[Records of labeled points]
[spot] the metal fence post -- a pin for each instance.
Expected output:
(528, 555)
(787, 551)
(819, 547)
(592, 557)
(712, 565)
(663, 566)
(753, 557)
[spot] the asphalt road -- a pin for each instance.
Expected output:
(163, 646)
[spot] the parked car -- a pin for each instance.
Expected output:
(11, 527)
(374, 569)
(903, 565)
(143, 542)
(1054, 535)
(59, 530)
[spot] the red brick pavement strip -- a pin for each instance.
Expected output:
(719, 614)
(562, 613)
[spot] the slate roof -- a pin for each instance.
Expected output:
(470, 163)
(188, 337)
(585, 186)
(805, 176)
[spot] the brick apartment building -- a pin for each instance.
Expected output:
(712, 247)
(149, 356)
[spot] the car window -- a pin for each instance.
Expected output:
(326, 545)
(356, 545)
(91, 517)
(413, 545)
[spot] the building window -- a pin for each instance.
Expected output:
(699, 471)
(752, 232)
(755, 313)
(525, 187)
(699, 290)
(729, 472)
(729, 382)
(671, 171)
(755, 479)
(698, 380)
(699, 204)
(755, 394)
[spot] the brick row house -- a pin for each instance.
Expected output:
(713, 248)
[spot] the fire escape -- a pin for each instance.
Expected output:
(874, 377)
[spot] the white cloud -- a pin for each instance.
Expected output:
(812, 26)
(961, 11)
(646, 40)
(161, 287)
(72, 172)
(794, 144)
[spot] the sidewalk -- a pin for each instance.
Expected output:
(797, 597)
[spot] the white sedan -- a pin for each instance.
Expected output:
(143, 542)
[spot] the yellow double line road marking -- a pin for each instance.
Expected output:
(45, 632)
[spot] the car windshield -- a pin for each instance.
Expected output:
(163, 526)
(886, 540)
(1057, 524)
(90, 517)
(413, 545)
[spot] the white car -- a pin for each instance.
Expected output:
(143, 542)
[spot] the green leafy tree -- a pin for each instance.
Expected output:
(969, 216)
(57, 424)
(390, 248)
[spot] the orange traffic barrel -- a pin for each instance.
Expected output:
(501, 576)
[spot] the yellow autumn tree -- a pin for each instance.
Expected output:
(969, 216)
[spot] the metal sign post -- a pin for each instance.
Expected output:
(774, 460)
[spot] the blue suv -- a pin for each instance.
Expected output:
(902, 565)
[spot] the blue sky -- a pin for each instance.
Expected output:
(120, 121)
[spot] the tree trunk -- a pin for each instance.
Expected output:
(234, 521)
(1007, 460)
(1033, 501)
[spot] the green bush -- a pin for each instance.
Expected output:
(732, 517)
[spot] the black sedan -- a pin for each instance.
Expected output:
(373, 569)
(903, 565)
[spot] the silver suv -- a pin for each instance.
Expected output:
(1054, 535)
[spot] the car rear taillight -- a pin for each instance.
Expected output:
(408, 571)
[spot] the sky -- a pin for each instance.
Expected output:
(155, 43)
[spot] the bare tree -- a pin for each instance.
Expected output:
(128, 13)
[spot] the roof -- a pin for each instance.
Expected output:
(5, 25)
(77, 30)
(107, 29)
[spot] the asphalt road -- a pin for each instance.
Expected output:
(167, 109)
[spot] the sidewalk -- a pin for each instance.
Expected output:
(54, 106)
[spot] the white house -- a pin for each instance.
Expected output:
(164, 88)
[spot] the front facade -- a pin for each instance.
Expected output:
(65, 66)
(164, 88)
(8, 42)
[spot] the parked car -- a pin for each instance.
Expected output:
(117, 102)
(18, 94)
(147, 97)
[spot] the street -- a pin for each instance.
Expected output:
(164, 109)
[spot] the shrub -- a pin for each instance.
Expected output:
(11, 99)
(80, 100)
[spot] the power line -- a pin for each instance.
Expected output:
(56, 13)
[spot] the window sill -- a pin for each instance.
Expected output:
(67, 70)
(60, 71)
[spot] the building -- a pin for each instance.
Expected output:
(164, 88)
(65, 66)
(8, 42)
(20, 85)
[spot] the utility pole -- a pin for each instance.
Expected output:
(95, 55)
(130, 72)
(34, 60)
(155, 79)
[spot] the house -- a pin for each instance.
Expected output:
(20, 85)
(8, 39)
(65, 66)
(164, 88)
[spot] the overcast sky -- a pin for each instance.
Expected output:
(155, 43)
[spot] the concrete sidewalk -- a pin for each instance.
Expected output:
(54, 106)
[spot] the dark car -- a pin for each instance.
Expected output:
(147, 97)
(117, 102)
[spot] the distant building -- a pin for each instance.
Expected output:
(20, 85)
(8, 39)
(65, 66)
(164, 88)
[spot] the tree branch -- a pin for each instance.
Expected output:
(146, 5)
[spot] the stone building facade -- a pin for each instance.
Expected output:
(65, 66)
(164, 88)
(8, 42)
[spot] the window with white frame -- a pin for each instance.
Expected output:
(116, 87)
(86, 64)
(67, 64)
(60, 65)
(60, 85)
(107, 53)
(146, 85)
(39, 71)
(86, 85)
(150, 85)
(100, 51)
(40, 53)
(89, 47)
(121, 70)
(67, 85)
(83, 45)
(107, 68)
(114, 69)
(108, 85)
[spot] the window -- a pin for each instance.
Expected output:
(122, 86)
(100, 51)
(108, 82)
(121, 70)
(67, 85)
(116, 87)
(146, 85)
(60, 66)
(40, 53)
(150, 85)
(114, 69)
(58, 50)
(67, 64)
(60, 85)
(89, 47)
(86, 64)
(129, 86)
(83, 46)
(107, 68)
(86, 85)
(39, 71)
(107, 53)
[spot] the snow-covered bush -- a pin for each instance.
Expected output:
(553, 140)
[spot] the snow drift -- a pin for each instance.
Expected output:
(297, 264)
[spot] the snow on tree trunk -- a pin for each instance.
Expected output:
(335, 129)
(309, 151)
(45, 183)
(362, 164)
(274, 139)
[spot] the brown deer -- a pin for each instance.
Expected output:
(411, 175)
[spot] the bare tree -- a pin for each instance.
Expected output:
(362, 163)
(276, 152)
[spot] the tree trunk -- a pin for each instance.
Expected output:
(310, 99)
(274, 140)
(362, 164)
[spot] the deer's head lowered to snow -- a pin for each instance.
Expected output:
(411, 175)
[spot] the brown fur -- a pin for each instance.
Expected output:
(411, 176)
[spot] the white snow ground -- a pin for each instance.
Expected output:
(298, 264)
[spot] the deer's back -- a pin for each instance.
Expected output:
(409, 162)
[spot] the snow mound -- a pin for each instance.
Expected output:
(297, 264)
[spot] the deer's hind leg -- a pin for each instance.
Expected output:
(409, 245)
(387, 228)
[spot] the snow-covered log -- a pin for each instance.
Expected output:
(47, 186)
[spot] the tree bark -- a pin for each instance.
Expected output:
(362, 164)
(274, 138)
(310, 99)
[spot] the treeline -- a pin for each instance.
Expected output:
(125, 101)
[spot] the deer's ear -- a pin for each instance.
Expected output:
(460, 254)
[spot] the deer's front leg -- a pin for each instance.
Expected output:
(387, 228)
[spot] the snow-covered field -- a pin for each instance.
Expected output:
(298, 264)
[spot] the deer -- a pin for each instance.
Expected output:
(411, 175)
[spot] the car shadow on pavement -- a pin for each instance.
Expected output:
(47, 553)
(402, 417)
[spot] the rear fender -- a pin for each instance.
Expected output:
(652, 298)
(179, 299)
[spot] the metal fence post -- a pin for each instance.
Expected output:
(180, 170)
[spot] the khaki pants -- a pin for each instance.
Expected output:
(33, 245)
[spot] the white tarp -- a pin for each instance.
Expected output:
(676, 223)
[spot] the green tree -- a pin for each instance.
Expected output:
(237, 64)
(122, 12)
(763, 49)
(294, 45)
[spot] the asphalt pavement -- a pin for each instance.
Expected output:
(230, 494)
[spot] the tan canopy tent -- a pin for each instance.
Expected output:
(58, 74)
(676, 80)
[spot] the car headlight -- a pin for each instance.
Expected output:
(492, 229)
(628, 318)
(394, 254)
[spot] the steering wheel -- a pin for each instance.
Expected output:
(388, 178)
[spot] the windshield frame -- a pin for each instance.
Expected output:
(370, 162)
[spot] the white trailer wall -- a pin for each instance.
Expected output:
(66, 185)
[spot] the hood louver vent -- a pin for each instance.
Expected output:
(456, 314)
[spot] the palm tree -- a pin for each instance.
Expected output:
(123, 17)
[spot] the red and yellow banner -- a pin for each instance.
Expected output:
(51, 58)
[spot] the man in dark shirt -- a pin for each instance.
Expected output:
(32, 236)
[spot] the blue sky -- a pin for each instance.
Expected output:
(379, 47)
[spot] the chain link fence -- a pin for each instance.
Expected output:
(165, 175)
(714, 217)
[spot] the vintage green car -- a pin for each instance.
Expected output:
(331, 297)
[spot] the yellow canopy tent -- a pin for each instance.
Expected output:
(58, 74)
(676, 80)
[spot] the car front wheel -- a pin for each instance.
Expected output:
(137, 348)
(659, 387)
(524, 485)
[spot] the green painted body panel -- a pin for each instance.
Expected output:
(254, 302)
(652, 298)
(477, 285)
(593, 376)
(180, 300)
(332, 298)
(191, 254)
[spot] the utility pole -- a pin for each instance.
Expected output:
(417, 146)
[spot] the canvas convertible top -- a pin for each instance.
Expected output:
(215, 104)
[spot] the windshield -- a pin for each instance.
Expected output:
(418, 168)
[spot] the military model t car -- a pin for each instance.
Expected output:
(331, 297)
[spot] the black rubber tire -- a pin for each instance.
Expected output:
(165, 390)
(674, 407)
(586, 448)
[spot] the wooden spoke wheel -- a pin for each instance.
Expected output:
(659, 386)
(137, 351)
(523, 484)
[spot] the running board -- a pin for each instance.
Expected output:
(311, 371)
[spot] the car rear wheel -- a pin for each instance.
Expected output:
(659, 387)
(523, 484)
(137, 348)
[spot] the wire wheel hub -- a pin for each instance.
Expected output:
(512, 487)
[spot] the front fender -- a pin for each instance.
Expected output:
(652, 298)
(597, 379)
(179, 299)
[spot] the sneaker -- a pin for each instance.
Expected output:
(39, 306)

THE TASK
Each line from the one containing "[spot] the chain" to the end of the records should be echoed exactly, and no other line.

SOLUTION TO THE EXERCISE
[spot] the chain link fence -- a pin for each instance.
Expected output:
(165, 175)
(714, 217)
[spot] the vintage green car -- a pin for each instance.
Expected output:
(331, 297)
[spot] the yellow canopy tent -- a pin for each instance.
Expected output:
(58, 74)
(676, 80)
[spot] the car front wheel -- a pin for each instance.
Expected output:
(137, 348)
(659, 387)
(524, 485)
[spot] the green painted body panel -- a pin for each instance.
Expected output:
(254, 302)
(652, 298)
(477, 285)
(593, 376)
(180, 300)
(332, 298)
(191, 254)
[spot] the utility pole -- a pin for each instance.
Expected output:
(417, 146)
[spot] the canvas convertible top -- a pin for each instance.
Expected output:
(215, 104)
[spot] the windshield -- a pin for each instance.
Expected output:
(418, 168)
[spot] the military model t car -- a pin for each instance.
Expected output:
(331, 297)
[spot] the black rubber tire -- a pin for each instance.
Expected output:
(165, 390)
(674, 407)
(586, 448)
[spot] the wooden spoke wheel -- a pin for each instance.
Expected output:
(659, 386)
(137, 351)
(523, 484)
[spot] the running board -- a pin for each instance.
Expected output:
(311, 371)
[spot] the car rear wheel -- a pin for each instance.
Expected output:
(659, 387)
(523, 484)
(137, 348)
[spot] the wire wheel hub -- a pin for each instance.
Expected output:
(512, 487)
[spot] the front fender -- a pin for each instance.
Expected output:
(652, 298)
(597, 379)
(179, 299)
[spot] the sneaker -- a pin for each instance.
Expected output:
(39, 306)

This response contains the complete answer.